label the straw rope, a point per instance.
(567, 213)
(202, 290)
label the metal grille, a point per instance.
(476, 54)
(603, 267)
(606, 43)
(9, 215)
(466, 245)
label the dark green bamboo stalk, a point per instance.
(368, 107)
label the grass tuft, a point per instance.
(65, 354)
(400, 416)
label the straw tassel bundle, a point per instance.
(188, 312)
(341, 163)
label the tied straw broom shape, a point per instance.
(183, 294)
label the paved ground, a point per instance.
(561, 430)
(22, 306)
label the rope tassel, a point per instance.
###
• The task:
Copy the entries word for word.

• Task output:
label the straw rope, a point per instance.
(567, 213)
(202, 290)
label the metal grille, a point per instance.
(476, 54)
(603, 267)
(606, 43)
(9, 215)
(466, 245)
label the dark green bamboo stalk, a point per instance.
(368, 107)
label the grass tuft, a point per instance.
(65, 354)
(400, 416)
label the straw tassel bundle, a point per instance.
(188, 312)
(341, 163)
label the tied straw broom shape, a point per instance.
(183, 294)
label the paved ground, a point per instance.
(561, 430)
(22, 306)
label the rope tassel, a point per instance.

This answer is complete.